== Supplied text ==
The concept of Yin and Yang comes from an ancient Chinese Taoist philosophical idea Taiji, which shows two opposing parts integrating with each other to reach the balance. Moreover, Yin and Yang are fully interdependent, and can be the cause and effect of each other. While a tumor is such a distinct “universe” that undergoes wide reprogramming during tumorigenesis, we are still working to understand how crosstalk of intracellular/extracellular events help keep the balance.
In 2011, our group published a paper (Zuping Z, 2011) that reported ectopic methylated gene candidates in human glioma samples. SIX3, known as SIX homeobox 3, is among the most differentially hypermethylated genes. SIX3 is a vital transcription factor for the central nervous system, especially for the optical nerve development. Several publications have reported its role as a tumor suppressor in breast cancer and lung cancer by restraining Wnt or Myc pathways, but its function in human glioma has not yet been determined. When we investigated its promoter, we found SIX3 has a “bivalent” promoter, which is characterized by active histone modification H3K4me3 and suppressive H3K27me3 concurrently. This property often occurs in genes that are important regulators of development, enabling them to respond to extrinsic stimuli flexibly. In this case, we confirmed SIX3 as a novel negative transcriptional regulator which acts as a tumor suppressor directly repressing the transcription of AURKA and AURKB in human glioblastoma (Zhibin Y, 2017). SIX3 helps to maintain chromatin stability during cell proliferation and differentiation.
Evidence from genome-wide methylome data shows that glioblastoma samples from different patients can be classified by DNA methylation distributions. We were curious to find out more about region-specific hypermethylation in cancer cells and wanted an answer to the question – How is SIX3 methylated in human glioblastoma? SUZ12, a PRC2 component, or DNMTs are the direct executors for epigenetic silence of SIX3, but they can’t recognize DNA sequences specifically, which means they cannot be responsible for initiating SIX3 promoter hypermethylation. You might expect transcription factors to be the leading suspect, since several groups have reported KRAB-ZNF family members are indispensable partners in oncogenes-mediated silencing of tumor suppressor genes. During the search process, we were lucky to find a gene named ZNF263, which has the highest score to bind with the core promoter region of SIX3 and belongs to the KRAB-ZNF protein family. Following an abundance of experiments, we confirmed that ZNF263 binds with SIX3 promoter, and represses SIX3 expression by recruiting HMTs/DNMTs to silence the promoter.

== Source data ==
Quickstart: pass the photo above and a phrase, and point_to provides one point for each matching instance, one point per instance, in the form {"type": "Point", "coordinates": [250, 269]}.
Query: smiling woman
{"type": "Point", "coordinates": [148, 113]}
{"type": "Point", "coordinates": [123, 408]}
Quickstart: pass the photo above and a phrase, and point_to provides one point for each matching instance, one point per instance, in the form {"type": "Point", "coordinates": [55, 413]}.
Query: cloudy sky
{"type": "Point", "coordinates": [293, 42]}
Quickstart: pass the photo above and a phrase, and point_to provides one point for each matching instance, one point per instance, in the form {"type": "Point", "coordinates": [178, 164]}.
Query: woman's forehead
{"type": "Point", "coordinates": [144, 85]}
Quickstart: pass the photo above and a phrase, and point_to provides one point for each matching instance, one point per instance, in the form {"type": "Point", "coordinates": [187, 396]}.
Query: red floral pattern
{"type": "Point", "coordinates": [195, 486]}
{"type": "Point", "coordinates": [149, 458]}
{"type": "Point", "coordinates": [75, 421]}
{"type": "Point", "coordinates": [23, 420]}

== Problems to solve ==
**a.** From the text on SIX3 in glioblastoma, extract word for word the part from "The concept of" up to and including "keep the balance.".
**b.** Using the SIX3 text, decide whether each statement agrees with it, answering yes or no and quoting the deciding words: (i) SIX3 has a promoter that carries both H3K4me3 and H3K27me3 at once. (ii) SUZ12 and DNMTs can recognize DNA sequences specifically. (iii) The group's 2011 paper reported ectopic methylated gene candidates in breast cancer samples.

== Answers to the tasks ==
**a.**
The concept of Yin and Yang comes from an ancient Chinese Taoist philosophical idea Taiji, which shows two opposing parts integrating with each other to reach the balance. Moreover, Yin and Yang are fully interdependent, and can be the cause and effect of each other. While a tumor is such a distinct “universe” that undergoes wide reprogramming during tumorigenesis, we are still working to understand how crosstalk of intracellular/extracellular events help keep the balance.

**b.**
(i) Yes: "SIX3 has a “bivalent” promoter, which is characterized by active histone modification H3K4me3 and suppressive H3K27me3 concurrently"
(ii) No: "they can’t recognize DNA sequences specifically"
(iii) No: "reported ectopic methylated gene candidates in human glioma samples"